Reproduce the lines below word for word, but leave out the picture.

Stored rows:
__________________________________________________
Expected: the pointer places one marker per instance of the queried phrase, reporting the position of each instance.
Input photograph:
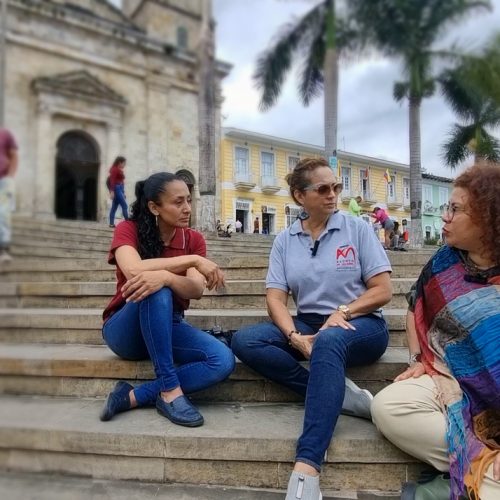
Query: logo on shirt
(346, 258)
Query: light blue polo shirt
(347, 256)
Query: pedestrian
(256, 226)
(336, 326)
(161, 265)
(8, 169)
(354, 208)
(382, 218)
(116, 186)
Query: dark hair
(482, 182)
(150, 242)
(299, 178)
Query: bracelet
(289, 336)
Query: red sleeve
(125, 234)
(196, 244)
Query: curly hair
(299, 179)
(150, 242)
(482, 182)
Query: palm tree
(478, 113)
(315, 41)
(408, 30)
(206, 121)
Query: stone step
(244, 445)
(92, 371)
(240, 294)
(28, 321)
(33, 486)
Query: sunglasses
(325, 189)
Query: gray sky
(370, 121)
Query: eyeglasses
(449, 210)
(325, 189)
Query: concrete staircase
(55, 372)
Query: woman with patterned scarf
(445, 408)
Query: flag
(387, 176)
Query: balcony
(269, 184)
(244, 182)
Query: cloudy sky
(370, 121)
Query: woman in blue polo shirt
(338, 275)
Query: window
(291, 213)
(443, 196)
(292, 161)
(391, 188)
(406, 190)
(267, 164)
(241, 165)
(364, 183)
(426, 195)
(182, 37)
(346, 180)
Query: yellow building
(252, 174)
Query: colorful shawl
(457, 316)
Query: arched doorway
(77, 169)
(188, 178)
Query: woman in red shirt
(161, 265)
(117, 189)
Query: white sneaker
(303, 487)
(357, 401)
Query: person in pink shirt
(381, 216)
(8, 168)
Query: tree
(408, 30)
(206, 121)
(315, 41)
(478, 113)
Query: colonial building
(252, 174)
(87, 82)
(436, 192)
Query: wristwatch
(414, 358)
(345, 311)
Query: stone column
(45, 165)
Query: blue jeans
(181, 354)
(264, 348)
(118, 199)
__________________________________________________
Response:
Expected: the pointer places one marker per instance of the queried phrase, reporting the position of each instance.
Input photograph:
Query: logo on shirt
(346, 258)
Query: light blue polo shirt
(347, 256)
Query: pedestrian
(256, 226)
(336, 326)
(161, 265)
(8, 169)
(354, 208)
(382, 218)
(116, 186)
Query: dark hair
(482, 182)
(150, 242)
(299, 178)
Query: bracelet
(289, 336)
Query: red sleeve
(125, 234)
(196, 244)
Query: curly hair
(299, 179)
(150, 242)
(482, 182)
Query: palm tree
(478, 113)
(315, 41)
(408, 30)
(206, 121)
Query: stone step
(244, 445)
(92, 371)
(240, 294)
(28, 321)
(33, 486)
Query: sunglasses
(325, 189)
Query: gray sky
(370, 121)
Query: eyeglasses
(449, 210)
(325, 189)
Query: concrete staircase
(55, 372)
Query: woman with patterned scarf
(445, 408)
Query: flag
(387, 176)
Query: balcony
(269, 184)
(244, 182)
Query: cloudy sky
(370, 121)
Query: woman in blue polo shirt
(338, 275)
Query: window
(291, 213)
(443, 196)
(292, 161)
(391, 188)
(406, 190)
(267, 164)
(241, 165)
(364, 183)
(426, 195)
(182, 37)
(346, 180)
Query: yellow building
(252, 174)
Query: colorful shawl
(457, 316)
Query: arched doorway
(77, 169)
(188, 178)
Query: woman in red shirt
(161, 265)
(117, 189)
Query: white sneaker
(303, 487)
(357, 401)
Query: person in pink shirt
(381, 216)
(8, 168)
Query: tree
(408, 30)
(206, 121)
(315, 41)
(478, 113)
Query: colonial building
(252, 174)
(87, 82)
(436, 192)
Query: wristwatch
(414, 358)
(345, 311)
Query: stone column
(45, 165)
Query: blue jeans
(181, 354)
(264, 348)
(118, 199)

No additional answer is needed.